> _Your instructions_
Reproduce each line of the listing below verbatim.

Dataset entries
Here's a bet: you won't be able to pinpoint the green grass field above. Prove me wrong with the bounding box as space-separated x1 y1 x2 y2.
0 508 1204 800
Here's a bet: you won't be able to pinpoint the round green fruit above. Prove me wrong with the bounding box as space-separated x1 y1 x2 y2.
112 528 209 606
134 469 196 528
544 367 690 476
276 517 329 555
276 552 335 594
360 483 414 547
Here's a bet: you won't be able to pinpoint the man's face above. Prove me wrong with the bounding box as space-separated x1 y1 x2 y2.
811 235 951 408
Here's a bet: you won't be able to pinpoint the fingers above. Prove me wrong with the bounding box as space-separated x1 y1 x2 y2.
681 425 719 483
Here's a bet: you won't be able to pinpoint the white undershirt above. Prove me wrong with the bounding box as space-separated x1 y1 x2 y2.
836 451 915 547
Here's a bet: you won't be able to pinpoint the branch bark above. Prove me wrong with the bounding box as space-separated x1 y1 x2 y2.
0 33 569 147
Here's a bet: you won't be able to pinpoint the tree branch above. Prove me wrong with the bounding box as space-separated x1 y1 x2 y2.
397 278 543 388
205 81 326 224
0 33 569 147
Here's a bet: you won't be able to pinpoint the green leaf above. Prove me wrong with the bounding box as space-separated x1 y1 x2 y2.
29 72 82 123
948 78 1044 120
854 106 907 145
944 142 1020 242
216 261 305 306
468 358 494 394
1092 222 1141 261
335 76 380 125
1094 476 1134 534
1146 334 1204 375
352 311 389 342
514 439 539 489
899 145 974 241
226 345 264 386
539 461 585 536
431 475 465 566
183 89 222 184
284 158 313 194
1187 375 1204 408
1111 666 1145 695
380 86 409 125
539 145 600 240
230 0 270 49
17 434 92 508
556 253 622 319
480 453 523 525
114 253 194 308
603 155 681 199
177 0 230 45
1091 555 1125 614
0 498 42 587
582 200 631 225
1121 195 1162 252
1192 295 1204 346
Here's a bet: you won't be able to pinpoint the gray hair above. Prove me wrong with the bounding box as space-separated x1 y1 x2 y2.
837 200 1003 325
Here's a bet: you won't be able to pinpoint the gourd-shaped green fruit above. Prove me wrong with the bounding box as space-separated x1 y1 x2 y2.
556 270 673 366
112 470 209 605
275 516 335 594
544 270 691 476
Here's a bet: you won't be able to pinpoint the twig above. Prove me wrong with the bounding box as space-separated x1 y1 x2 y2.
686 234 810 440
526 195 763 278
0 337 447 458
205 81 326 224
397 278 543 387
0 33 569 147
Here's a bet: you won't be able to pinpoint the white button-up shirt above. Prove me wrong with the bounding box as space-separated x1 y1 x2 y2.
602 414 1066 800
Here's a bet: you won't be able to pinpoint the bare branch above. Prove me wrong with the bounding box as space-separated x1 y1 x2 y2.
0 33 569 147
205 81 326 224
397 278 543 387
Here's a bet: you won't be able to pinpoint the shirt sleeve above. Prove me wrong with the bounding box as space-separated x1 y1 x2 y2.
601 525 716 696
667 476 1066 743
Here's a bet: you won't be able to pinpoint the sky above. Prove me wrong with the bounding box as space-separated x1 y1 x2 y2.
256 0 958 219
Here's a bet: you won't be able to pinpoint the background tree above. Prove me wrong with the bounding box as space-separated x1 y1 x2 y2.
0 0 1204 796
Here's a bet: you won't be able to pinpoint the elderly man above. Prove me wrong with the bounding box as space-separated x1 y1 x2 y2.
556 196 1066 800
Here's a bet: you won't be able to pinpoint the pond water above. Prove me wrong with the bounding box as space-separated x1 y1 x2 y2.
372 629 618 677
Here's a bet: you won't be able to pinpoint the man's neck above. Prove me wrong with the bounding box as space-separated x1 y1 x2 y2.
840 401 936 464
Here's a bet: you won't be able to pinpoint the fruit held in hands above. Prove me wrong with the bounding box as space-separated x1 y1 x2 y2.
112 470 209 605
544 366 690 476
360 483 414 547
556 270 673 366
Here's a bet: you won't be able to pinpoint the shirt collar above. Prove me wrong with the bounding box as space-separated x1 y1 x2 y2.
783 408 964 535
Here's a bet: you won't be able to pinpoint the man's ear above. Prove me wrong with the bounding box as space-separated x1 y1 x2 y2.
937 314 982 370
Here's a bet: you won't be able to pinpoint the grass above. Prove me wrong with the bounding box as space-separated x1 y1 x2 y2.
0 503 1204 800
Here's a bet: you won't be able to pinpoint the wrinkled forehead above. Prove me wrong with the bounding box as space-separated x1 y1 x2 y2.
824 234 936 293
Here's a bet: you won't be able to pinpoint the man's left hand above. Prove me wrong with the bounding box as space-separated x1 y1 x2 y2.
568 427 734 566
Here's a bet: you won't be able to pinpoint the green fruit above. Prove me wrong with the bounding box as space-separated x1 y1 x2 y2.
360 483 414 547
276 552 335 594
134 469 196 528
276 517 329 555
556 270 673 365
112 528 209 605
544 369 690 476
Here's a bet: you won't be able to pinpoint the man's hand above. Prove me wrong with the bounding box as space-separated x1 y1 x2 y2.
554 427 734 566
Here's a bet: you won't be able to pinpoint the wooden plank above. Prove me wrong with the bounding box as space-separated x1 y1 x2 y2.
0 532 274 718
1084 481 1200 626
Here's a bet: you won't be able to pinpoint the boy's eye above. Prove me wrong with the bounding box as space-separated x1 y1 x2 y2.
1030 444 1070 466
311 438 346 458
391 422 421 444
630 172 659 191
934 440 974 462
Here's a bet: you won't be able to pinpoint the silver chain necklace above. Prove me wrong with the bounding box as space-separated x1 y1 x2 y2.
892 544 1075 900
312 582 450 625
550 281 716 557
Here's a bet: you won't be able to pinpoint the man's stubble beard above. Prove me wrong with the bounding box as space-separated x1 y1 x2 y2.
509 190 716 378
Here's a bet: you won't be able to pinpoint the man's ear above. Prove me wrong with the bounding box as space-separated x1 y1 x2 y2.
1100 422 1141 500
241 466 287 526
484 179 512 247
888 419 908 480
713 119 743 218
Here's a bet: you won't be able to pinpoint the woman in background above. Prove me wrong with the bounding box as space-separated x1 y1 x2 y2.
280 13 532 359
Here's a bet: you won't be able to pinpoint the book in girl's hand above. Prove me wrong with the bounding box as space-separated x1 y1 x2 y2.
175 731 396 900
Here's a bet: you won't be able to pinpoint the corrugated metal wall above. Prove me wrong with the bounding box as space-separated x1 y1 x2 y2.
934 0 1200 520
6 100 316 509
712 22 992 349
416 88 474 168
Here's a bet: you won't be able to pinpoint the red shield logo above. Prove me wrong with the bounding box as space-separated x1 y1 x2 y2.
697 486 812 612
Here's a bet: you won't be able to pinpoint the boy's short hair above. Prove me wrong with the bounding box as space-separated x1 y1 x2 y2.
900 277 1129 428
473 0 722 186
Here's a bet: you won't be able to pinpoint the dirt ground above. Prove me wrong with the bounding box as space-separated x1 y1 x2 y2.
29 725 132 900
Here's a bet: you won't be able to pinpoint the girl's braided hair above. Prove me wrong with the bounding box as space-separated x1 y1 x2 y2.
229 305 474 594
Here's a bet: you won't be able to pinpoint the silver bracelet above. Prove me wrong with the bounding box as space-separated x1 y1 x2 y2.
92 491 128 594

> _Task result_
Here's a bet: you won't be able to pinpoint the green grass field above. Prove me wrong with the bounding box as space-separated x1 y1 x2 y2.
0 508 1204 800
Here's a bet: you won't be able to pinpoint the round green fruit above. Prove me wrong with the bounding box as space-separated x1 y1 x2 y2.
112 528 209 606
134 469 196 528
544 367 690 476
276 517 329 555
276 552 335 594
360 483 414 547
Here's a bet: you won't be able to pinpoint the man's face above. Prove me wrong with the bounding box as space-separated x1 y1 x2 y2.
811 235 951 408
Here's a bet: you won't be able to pinpoint the fingers above. Prove me wrong with the bounding box as space-separated x1 y1 x2 y2.
681 425 719 483
Here's a bet: you won't be able to pinpoint the white undershirt above. Prove me wrong with the bounding box as space-separated x1 y1 x2 y2.
836 451 915 547
Here's a bet: you won't be able to pinpoint the branch bark above. Prove me wrong with the bounding box as space-separated x1 y1 x2 y2.
0 33 569 147
Here's a bet: you won't be able to pinpoint the tree branch above. Prove me wrong with the bounding box as space-separated x1 y1 x2 y2.
397 278 543 388
205 81 326 224
0 33 569 147
Here's a bet: you won't be able to pinpoint the green leaf above. Prove me wrong with the bounding box as space-separated x1 y1 x2 y2.
29 72 82 123
948 78 1044 120
854 106 907 145
944 142 1020 242
216 261 305 306
468 358 494 394
1092 222 1141 261
335 76 380 125
1094 476 1134 534
1146 334 1204 375
352 311 389 342
514 439 539 489
899 145 974 241
226 345 264 386
539 461 585 536
431 475 465 566
183 89 222 184
284 158 313 194
1187 375 1204 408
1111 666 1145 695
380 86 409 125
539 145 600 240
230 0 270 49
17 434 92 508
556 253 622 319
480 453 523 525
114 253 194 308
603 155 681 199
177 0 230 45
1091 555 1125 614
0 498 42 587
582 200 631 225
1121 195 1162 252
1192 295 1204 346
Here's a bet: you won't be able to pinpoint the gray hair above. Prove me wrong with the bounding box as space-separated x1 y1 x2 y2.
837 200 1003 325
Here's a bet: you won't be able to pinpoint the gourd-shaped green fruit above. Prove me wrong with the bounding box as space-separated x1 y1 x2 y2.
556 270 673 366
112 470 209 605
275 516 335 594
544 270 691 476
Here's a bet: you won't be able to pinpoint the twig above. Prove me wrong with the bounding box as space-separated x1 y1 x2 y2.
686 234 810 440
526 195 763 278
0 337 447 458
205 81 326 224
397 278 543 387
0 33 569 147
Here's a bet: you won't be able to pinpoint the white button-up shirt above. Prove me wrong with the bounding box as space-separated x1 y1 x2 y2.
602 414 1066 800
Here's a bet: you won't be able to pinpoint the bare branch above. Prove me wrong with the bounding box as space-separated x1 y1 x2 y2.
0 33 569 147
205 81 326 224
397 278 543 387
Here's a bet: you won't be able to pinpoint the shirt sleeve above. Prove me wrong with the bounding box as space-separated x1 y1 x2 y2.
601 525 716 696
667 476 1066 743
Here's a bet: you won't be able to pinpoint the sky above. Prove me wrong with the bounding box as space-separated x1 y1 x2 y2.
256 0 958 219
Here's a bet: you won't be able to pinpoint the background tree above. Prove me wrong with the bounding box as space-separated x1 y1 x2 y2.
0 0 1204 796
Here's a bet: you won't be able to pinpoint the elderly man above. Prove me wrong with the bounding box as space-separated x1 y1 x2 y2.
556 196 1066 800
Here's a bet: you won't be able to pinpoint the pond water above. Prove me wrong with the bounding box as space-separated x1 y1 x2 y2.
372 629 618 677
Here's a bet: you won't be able to pinpoint the man's neck above. Prove me wrong with the bounding box as space-separated x1 y1 x2 y2.
840 401 936 464
Here's a bet: you won't be able to pinpoint the fruit held in hands above. Prove me wrong with the bounding box as space-separated x1 y1 x2 y2.
112 470 209 605
544 366 690 476
360 483 414 547
556 270 673 366
Here's a bet: you won't be able to pinpoint the shirt collar above. Prove me wrong with the bounding box as space-separated x1 y1 x2 y2.
783 408 964 535
Here's a bet: you won't be able to pinpoint the man's ear above. Prove me wrong with the bounding box as space-separated x1 y1 x2 y2.
937 314 982 370
Here's a bet: you won't be able to pinpoint the grass above. Prove me wrong with the bounding box as space-separated x1 y1 x2 y2.
0 503 1204 800
Here's a bet: you won't be able to pinpoint the wrinkled forehead above. Prove me wrong with the bounding box as space-separated x1 y1 x2 y2.
824 234 936 293
Here's a bet: you won't be able to pinpoint the man's left hand above. Prove me wrong with the bounding box as space-separated x1 y1 x2 y2.
568 427 734 566
Here's a bet: you won't be able to pinpoint the green fruit above. Prove me wrong with the bounding box as space-separated x1 y1 x2 y2.
360 483 414 547
276 552 335 594
134 469 196 528
276 517 329 555
556 270 673 365
112 528 209 605
544 369 690 476
Here's a bet: you won't be able to pinpoint the man's hand above. Prove me wrong with the bounding box as space-separated x1 y1 x2 y2.
554 427 734 566
Here's a bet: you won't be able to pinpoint the wooden plank above. Prove me wrong with the bounding box as space-separated x1 y1 x2 y2.
0 532 274 718
1084 481 1200 626
Here's a bet: you won't be able to pinpoint the boy's eye above. Prove me wrong with the bounding box as space-separated x1 y1 x2 y2.
1030 444 1070 466
311 438 346 458
391 422 421 444
630 172 659 191
934 440 974 462
Here's a bet: you won't be able to pinpoint the silver chain necklace above. Prove me wrong with the bounding box as space-separated x1 y1 x2 y2.
892 544 1075 900
312 582 450 625
550 281 716 557
Here's a bet: you won't be able to pinpoint the man's stubble beard above. Prove me wrong with the bounding box as space-separated x1 y1 x2 y2.
509 190 716 378
Here's a bet: you won't be able to pinpoint the man's ear above. Prove me wrong with the bounding box as space-separated x1 y1 x2 y2.
1100 422 1141 500
241 466 287 526
484 179 512 247
888 419 908 480
713 119 743 218
Here's a bet: you won't be able to pinpoint the woman in background above. Prove me wrong with the bounding box as space-separated x1 y1 x2 y2.
280 13 532 359
Here's a bet: you won't be able to pinpoint the book in girl's hand above. Prove me wrong with the bounding box as space-separated x1 y1 x2 y2.
175 731 396 900
Here's a bet: you won't be able to pinpoint the corrugated metal wall above. Prove me wrong with the bounding box as space-separated x1 y1 x2 y2.
934 0 1200 520
6 100 316 509
712 22 992 349
416 88 474 168
Here's a bet: you won't be able to pinpoint the red shield logo above. Prove me wrong with the bounding box as space-separated x1 y1 x2 y2.
697 486 812 612
Here's a bet: you won't be able to pinpoint the boy's short hair above. Prove me wrong with the bounding box as space-separated x1 y1 x2 y2.
900 277 1129 428
473 0 722 186
Here's a bet: you won't be able to pinpoint the dirt ground above. Prove me wrong with the bounding box as space-separated x1 y1 x2 y2.
29 725 132 900
Here's a bet: you won't be able to pinpoint the girl's braided hair above. Prove me wrong with the bounding box as space-separated x1 y1 x2 y2.
229 305 474 594
Here's a bet: you won't be able to pinpoint the silver bracelet above. Prove me wrong with the bounding box as space-separated x1 y1 x2 y2.
92 491 128 594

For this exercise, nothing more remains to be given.